● WHAT TO PRODUCE: Your task is to write out the lines from the line containing "Trace every instance of the red" through the last line of the material, exactly.

● MATERIAL PROVIDED:
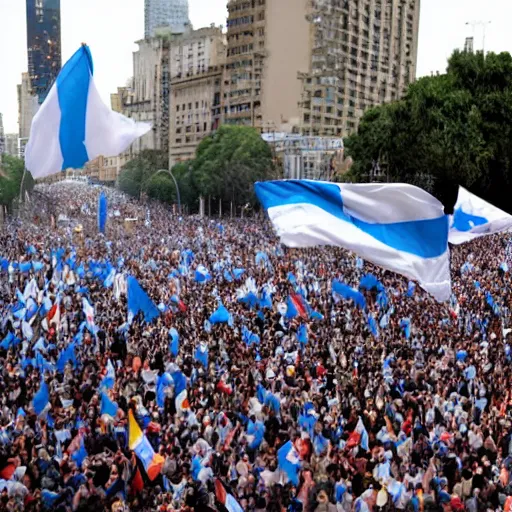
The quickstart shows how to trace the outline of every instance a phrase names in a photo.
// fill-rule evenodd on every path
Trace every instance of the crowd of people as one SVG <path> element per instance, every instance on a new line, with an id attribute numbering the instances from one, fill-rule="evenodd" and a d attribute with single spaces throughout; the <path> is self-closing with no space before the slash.
<path id="1" fill-rule="evenodd" d="M 262 216 L 37 189 L 0 228 L 0 511 L 512 510 L 508 235 L 443 304 Z"/>

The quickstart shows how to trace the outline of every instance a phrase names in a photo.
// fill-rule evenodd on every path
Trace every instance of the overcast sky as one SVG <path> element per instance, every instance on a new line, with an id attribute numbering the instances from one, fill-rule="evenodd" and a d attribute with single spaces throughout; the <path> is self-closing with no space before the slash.
<path id="1" fill-rule="evenodd" d="M 273 0 L 279 1 L 279 0 Z M 225 25 L 227 0 L 189 0 L 195 28 Z M 27 70 L 25 0 L 0 0 L 0 112 L 6 132 L 17 132 L 16 84 Z M 96 84 L 105 101 L 132 75 L 134 42 L 144 34 L 144 0 L 61 0 L 62 58 L 65 62 L 80 43 L 94 57 Z M 443 71 L 454 48 L 474 34 L 482 47 L 483 31 L 468 21 L 491 21 L 488 51 L 512 51 L 510 0 L 422 0 L 418 76 Z M 283 25 L 285 29 L 285 25 Z"/>

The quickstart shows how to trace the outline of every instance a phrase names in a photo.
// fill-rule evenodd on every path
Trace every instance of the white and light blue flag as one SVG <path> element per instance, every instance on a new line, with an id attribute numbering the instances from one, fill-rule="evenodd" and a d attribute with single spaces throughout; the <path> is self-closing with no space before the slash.
<path id="1" fill-rule="evenodd" d="M 448 216 L 428 192 L 310 180 L 260 182 L 255 190 L 283 244 L 344 247 L 418 281 L 439 301 L 450 298 Z"/>
<path id="2" fill-rule="evenodd" d="M 463 187 L 450 216 L 451 244 L 463 244 L 479 236 L 492 235 L 512 228 L 512 215 L 496 208 Z"/>
<path id="3" fill-rule="evenodd" d="M 147 133 L 103 103 L 93 80 L 89 48 L 69 59 L 32 121 L 25 165 L 34 178 L 80 169 L 98 156 L 117 156 Z"/>

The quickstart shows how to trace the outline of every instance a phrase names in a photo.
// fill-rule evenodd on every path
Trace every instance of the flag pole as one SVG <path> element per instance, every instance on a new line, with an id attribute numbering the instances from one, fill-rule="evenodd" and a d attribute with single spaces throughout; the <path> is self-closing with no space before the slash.
<path id="1" fill-rule="evenodd" d="M 25 184 L 25 175 L 27 174 L 27 168 L 23 167 L 23 176 L 21 177 L 21 185 L 20 185 L 20 202 L 24 202 L 24 195 L 23 194 L 23 185 Z"/>

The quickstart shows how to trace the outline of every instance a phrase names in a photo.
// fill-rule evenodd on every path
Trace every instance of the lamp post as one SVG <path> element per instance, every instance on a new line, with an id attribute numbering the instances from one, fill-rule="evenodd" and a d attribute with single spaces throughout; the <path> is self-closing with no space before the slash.
<path id="1" fill-rule="evenodd" d="M 180 196 L 180 187 L 178 186 L 178 182 L 176 181 L 176 178 L 174 177 L 174 174 L 172 173 L 172 171 L 170 169 L 160 169 L 160 170 L 156 171 L 156 173 L 154 175 L 156 176 L 157 174 L 161 174 L 161 173 L 167 173 L 172 178 L 172 181 L 174 181 L 174 185 L 176 186 L 176 198 L 178 199 L 178 213 L 181 213 L 181 196 Z"/>

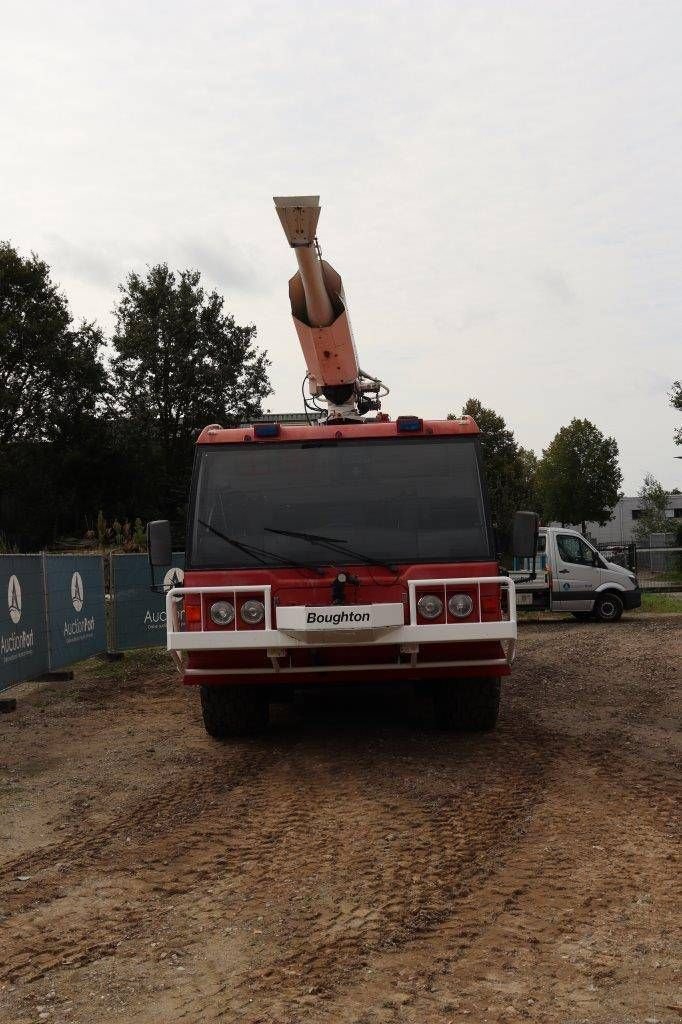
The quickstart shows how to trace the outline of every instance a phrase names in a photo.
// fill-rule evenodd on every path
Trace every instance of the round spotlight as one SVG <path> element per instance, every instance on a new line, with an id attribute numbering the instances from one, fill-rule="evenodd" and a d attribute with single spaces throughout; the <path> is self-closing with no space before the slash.
<path id="1" fill-rule="evenodd" d="M 436 594 L 423 594 L 417 601 L 417 611 L 423 619 L 437 619 L 443 614 L 443 602 Z"/>
<path id="2" fill-rule="evenodd" d="M 211 605 L 210 614 L 216 626 L 229 626 L 234 620 L 234 605 L 229 601 L 216 601 Z"/>
<path id="3" fill-rule="evenodd" d="M 244 601 L 239 611 L 242 619 L 248 626 L 257 626 L 265 618 L 265 608 L 262 601 Z"/>
<path id="4" fill-rule="evenodd" d="M 453 594 L 448 601 L 448 611 L 457 619 L 466 619 L 474 609 L 474 602 L 468 594 Z"/>

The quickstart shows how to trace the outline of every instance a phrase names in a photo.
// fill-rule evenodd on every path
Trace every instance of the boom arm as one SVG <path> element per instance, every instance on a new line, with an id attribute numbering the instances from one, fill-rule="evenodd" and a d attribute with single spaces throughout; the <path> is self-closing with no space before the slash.
<path id="1" fill-rule="evenodd" d="M 343 282 L 321 257 L 316 237 L 320 197 L 275 196 L 275 206 L 298 262 L 289 299 L 310 394 L 326 404 L 324 421 L 358 420 L 380 407 L 386 389 L 360 369 Z"/>

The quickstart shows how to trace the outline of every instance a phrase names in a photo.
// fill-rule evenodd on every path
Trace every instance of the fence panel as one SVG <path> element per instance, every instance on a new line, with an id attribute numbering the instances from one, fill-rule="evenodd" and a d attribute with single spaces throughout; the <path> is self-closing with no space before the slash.
<path id="1" fill-rule="evenodd" d="M 615 562 L 616 565 L 622 565 L 624 569 L 630 569 L 631 572 L 635 571 L 637 553 L 634 543 L 602 543 L 597 545 L 597 549 L 602 553 L 607 562 Z"/>
<path id="2" fill-rule="evenodd" d="M 165 589 L 182 586 L 185 553 L 173 552 L 173 565 L 155 570 Z M 161 647 L 166 643 L 166 598 L 150 589 L 146 555 L 111 556 L 111 647 Z"/>
<path id="3" fill-rule="evenodd" d="M 637 548 L 642 590 L 682 590 L 682 548 Z"/>
<path id="4" fill-rule="evenodd" d="M 104 560 L 100 555 L 43 555 L 50 669 L 107 649 Z"/>
<path id="5" fill-rule="evenodd" d="M 0 555 L 0 601 L 0 690 L 5 690 L 49 665 L 41 555 Z"/>

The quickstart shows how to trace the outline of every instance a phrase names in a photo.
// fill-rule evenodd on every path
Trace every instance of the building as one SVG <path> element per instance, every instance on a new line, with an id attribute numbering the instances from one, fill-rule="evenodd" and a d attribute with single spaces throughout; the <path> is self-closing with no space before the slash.
<path id="1" fill-rule="evenodd" d="M 598 523 L 587 523 L 587 536 L 595 544 L 630 544 L 636 540 L 635 526 L 642 512 L 641 498 L 621 498 L 613 516 L 606 526 L 599 526 Z M 671 532 L 675 528 L 676 521 L 682 519 L 682 494 L 671 494 L 668 498 L 666 517 L 670 519 Z M 561 523 L 552 523 L 552 526 L 561 526 Z M 580 529 L 580 524 L 573 529 Z"/>

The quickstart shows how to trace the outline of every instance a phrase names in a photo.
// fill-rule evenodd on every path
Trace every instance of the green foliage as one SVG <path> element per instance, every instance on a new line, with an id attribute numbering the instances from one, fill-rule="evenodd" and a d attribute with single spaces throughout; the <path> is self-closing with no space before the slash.
<path id="1" fill-rule="evenodd" d="M 644 477 L 638 497 L 641 501 L 641 512 L 634 530 L 637 539 L 645 541 L 650 533 L 670 532 L 671 523 L 665 515 L 670 495 L 651 473 Z"/>
<path id="2" fill-rule="evenodd" d="M 543 452 L 538 495 L 547 522 L 605 525 L 619 498 L 623 474 L 618 445 L 589 420 L 571 420 Z"/>
<path id="3" fill-rule="evenodd" d="M 682 594 L 642 594 L 642 611 L 682 615 Z"/>
<path id="4" fill-rule="evenodd" d="M 509 549 L 511 525 L 518 509 L 535 507 L 535 453 L 522 448 L 514 440 L 502 416 L 488 409 L 477 398 L 469 398 L 462 409 L 471 416 L 481 431 L 481 451 L 493 525 L 499 547 Z M 454 419 L 451 413 L 448 417 Z"/>
<path id="5" fill-rule="evenodd" d="M 104 518 L 102 509 L 97 513 L 97 540 L 101 548 L 106 544 L 107 539 L 107 521 Z"/>
<path id="6" fill-rule="evenodd" d="M 197 270 L 179 276 L 165 263 L 120 286 L 112 381 L 122 414 L 152 427 L 173 450 L 207 423 L 224 426 L 261 412 L 269 362 L 224 300 L 206 294 Z"/>
<path id="7" fill-rule="evenodd" d="M 122 548 L 123 551 L 146 551 L 147 531 L 142 520 L 137 517 L 132 524 L 126 517 L 121 522 L 117 517 L 109 523 L 100 510 L 97 514 L 95 530 L 87 530 L 85 540 L 96 543 L 100 548 Z"/>
<path id="8" fill-rule="evenodd" d="M 670 404 L 673 409 L 679 409 L 682 412 L 682 381 L 673 381 L 672 391 L 670 392 Z M 673 437 L 675 438 L 675 444 L 682 444 L 682 427 L 675 427 Z"/>
<path id="9" fill-rule="evenodd" d="M 261 412 L 270 393 L 269 362 L 254 346 L 256 328 L 240 327 L 196 270 L 179 275 L 165 263 L 120 286 L 112 339 L 112 389 L 118 415 L 133 429 L 159 509 L 170 519 L 187 500 L 197 433 Z"/>
<path id="10" fill-rule="evenodd" d="M 10 541 L 7 540 L 6 534 L 0 530 L 0 555 L 16 555 L 18 551 L 19 548 L 16 544 L 11 544 Z"/>
<path id="11" fill-rule="evenodd" d="M 135 527 L 133 529 L 133 544 L 138 551 L 147 550 L 147 531 L 139 516 L 135 520 Z"/>
<path id="12" fill-rule="evenodd" d="M 55 440 L 94 416 L 105 387 L 102 334 L 74 330 L 46 263 L 0 242 L 0 445 Z"/>
<path id="13" fill-rule="evenodd" d="M 101 332 L 73 326 L 47 264 L 0 243 L 0 522 L 8 543 L 30 551 L 89 532 L 100 544 L 140 550 L 143 523 L 163 517 L 179 540 L 197 431 L 252 418 L 269 393 L 254 338 L 220 296 L 204 293 L 197 271 L 176 277 L 161 265 L 121 287 L 108 373 Z M 112 525 L 100 514 L 94 527 L 97 509 Z M 139 527 L 127 519 L 131 509 Z"/>

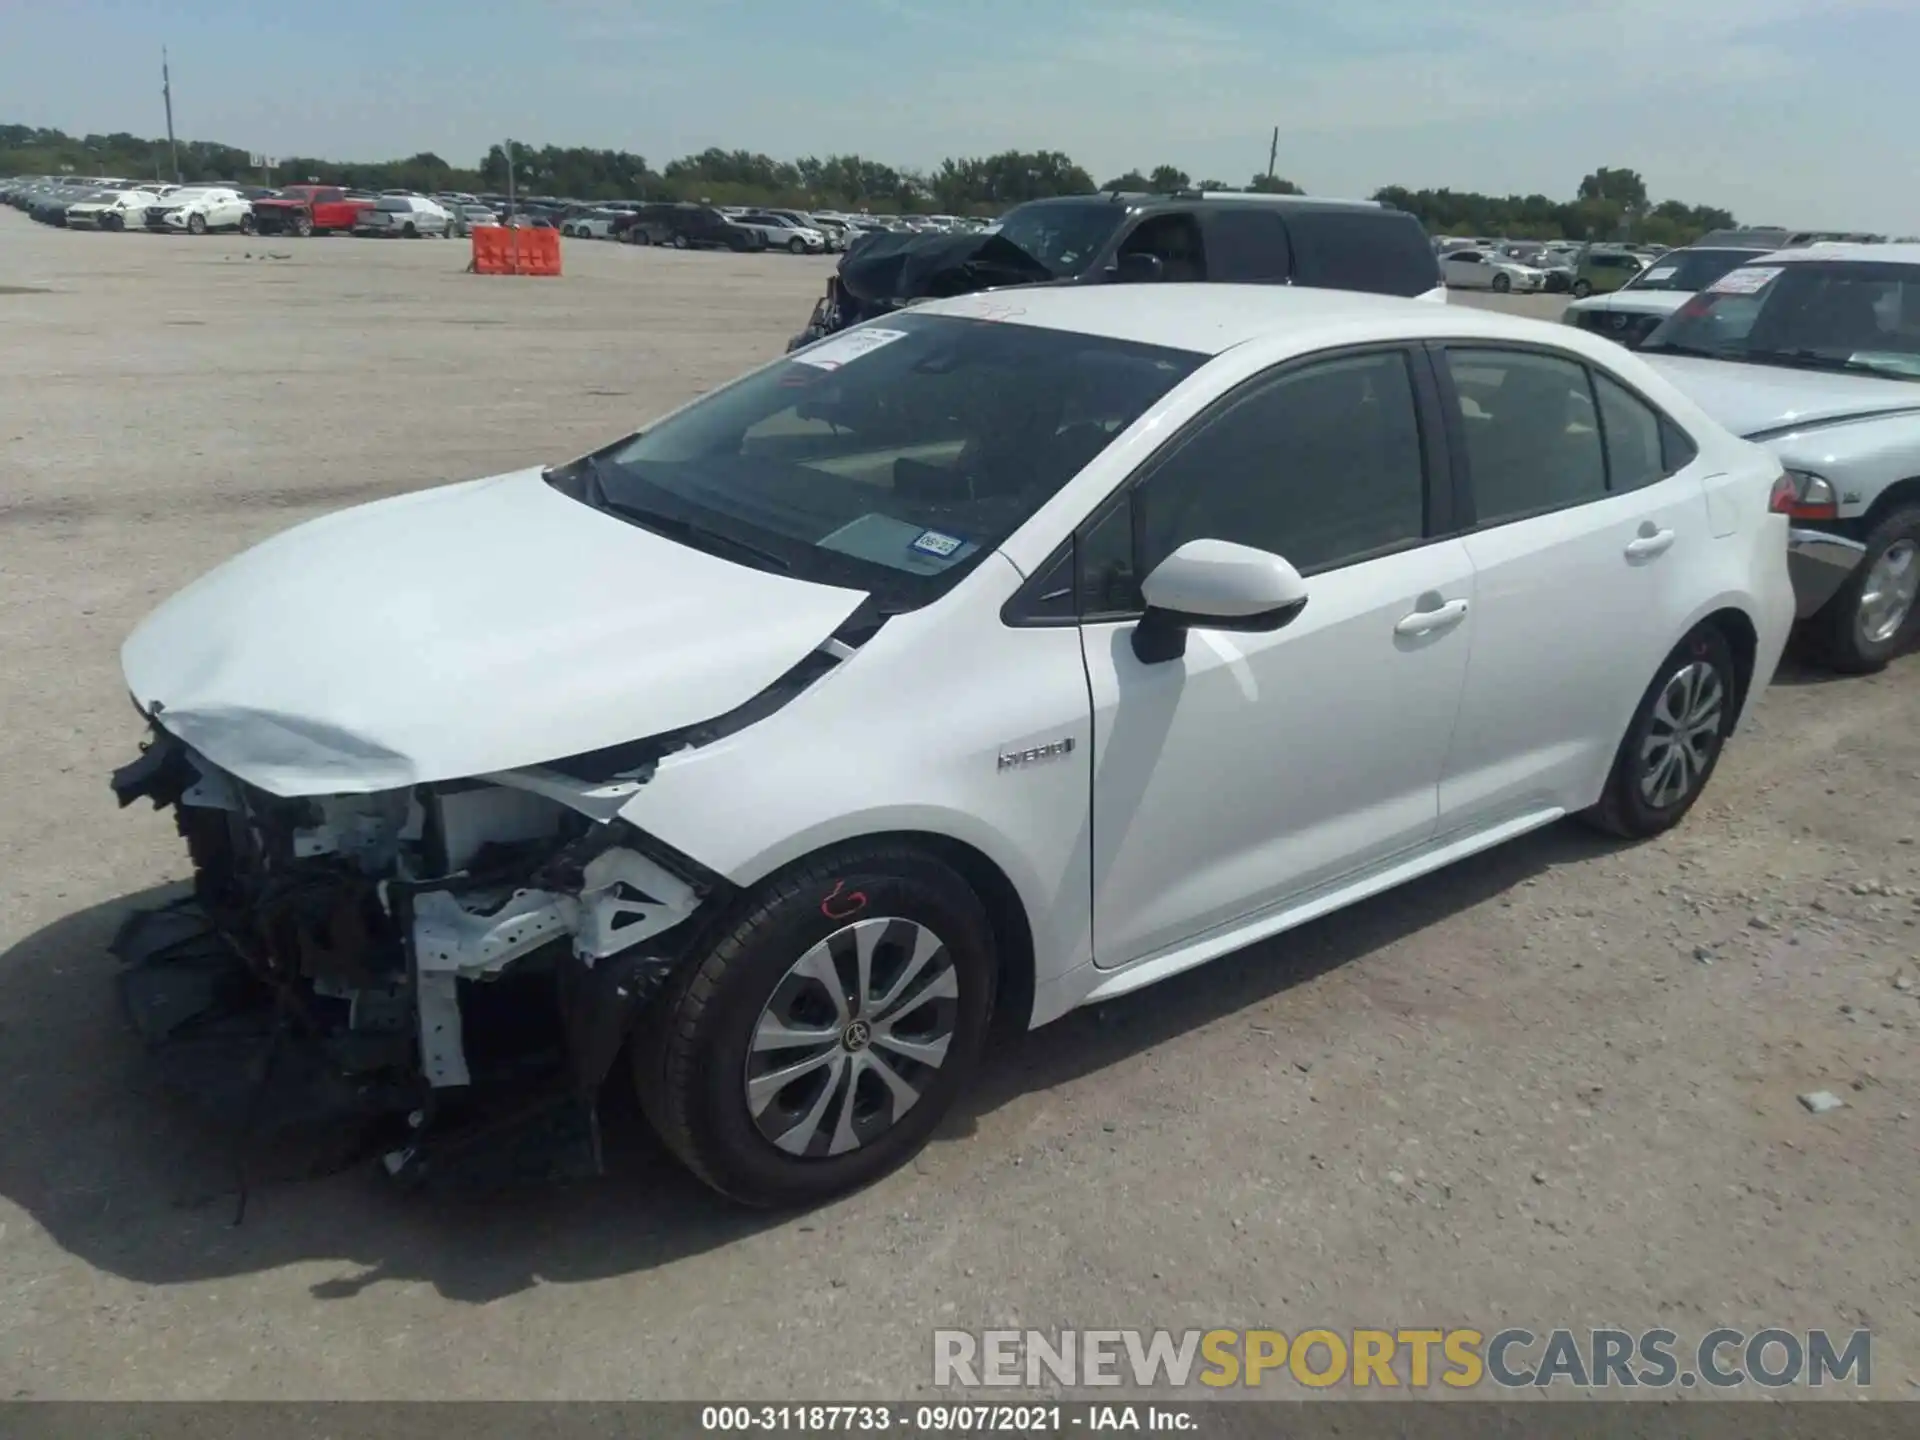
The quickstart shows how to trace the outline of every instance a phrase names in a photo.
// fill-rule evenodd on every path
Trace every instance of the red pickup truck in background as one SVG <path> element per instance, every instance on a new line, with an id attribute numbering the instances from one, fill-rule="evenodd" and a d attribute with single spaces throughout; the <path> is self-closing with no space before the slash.
<path id="1" fill-rule="evenodd" d="M 345 233 L 373 203 L 373 196 L 338 185 L 288 185 L 270 200 L 253 202 L 253 221 L 263 235 Z"/>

● FINISHED EXERCISE:
Trace every instance of the red pickup truck in background as one SVG <path> element per instance, every instance on a new line, with an id attribute numbering the instances from one, fill-rule="evenodd" and a d attribute with single spaces throughout; the <path> is self-closing with no space before the slash.
<path id="1" fill-rule="evenodd" d="M 345 233 L 373 203 L 373 196 L 338 185 L 288 185 L 270 200 L 253 202 L 253 221 L 263 235 Z"/>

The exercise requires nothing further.